[Dataset records]
+--

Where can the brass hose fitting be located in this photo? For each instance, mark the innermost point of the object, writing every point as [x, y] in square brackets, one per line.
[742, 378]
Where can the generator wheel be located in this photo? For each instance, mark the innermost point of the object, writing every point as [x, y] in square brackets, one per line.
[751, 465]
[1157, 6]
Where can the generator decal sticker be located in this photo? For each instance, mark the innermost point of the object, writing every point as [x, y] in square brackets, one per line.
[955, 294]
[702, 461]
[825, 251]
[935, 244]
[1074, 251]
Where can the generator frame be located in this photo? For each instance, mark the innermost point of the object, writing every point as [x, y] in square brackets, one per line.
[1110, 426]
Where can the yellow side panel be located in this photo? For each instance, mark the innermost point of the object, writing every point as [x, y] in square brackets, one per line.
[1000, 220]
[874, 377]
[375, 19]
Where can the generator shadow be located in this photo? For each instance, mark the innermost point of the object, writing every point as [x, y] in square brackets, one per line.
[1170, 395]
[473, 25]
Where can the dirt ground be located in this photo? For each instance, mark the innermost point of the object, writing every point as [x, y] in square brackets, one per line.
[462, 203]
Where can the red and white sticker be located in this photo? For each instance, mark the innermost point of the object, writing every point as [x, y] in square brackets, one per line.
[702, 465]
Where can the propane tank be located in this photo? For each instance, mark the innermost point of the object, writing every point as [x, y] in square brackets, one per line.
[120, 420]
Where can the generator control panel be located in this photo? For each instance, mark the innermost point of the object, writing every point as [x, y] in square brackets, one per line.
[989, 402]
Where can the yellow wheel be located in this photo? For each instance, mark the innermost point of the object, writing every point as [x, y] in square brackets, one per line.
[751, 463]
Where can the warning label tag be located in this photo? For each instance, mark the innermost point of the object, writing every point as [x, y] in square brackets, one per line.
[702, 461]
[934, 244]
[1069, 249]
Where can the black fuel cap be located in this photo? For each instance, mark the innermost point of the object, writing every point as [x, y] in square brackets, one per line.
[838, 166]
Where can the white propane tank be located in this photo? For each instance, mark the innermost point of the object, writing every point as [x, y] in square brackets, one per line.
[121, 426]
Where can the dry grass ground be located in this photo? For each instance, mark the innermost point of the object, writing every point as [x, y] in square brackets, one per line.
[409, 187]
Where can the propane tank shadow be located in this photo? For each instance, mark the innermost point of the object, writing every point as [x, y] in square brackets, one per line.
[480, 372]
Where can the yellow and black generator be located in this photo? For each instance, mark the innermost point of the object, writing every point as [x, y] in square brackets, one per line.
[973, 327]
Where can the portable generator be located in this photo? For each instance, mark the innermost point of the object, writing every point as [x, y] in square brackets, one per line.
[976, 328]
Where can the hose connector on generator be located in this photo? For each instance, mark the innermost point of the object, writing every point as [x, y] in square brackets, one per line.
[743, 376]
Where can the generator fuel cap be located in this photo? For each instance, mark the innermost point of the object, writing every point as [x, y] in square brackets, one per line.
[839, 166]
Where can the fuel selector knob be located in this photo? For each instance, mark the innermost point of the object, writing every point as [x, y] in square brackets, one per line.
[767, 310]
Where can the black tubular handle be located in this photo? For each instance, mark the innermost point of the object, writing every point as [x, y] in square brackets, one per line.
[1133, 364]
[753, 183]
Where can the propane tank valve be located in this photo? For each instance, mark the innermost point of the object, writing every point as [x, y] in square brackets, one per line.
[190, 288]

+--

WHAT IS EXPECTED: Please rewrite the records from the line containing "Where can the fuel" through the end of the records, with "innermost" changed to "central" and nothing else altered.

EXPECTED OUTPUT:
Where can the fuel selector knob be located in this photo? For each instance, mark the central point of the object, writing every point as [x, y] in square brackets, one per line.
[767, 310]
Where can the black tubular handle be located in this photo? For each instance, mark the central point of the object, writing every point as [x, y] in square brackets, one per line.
[1133, 364]
[753, 183]
Where can the propane tank valve be located in this photo? For each instance, mark the central point of the object, writing every point as [x, y] in square brackets, one per line.
[190, 288]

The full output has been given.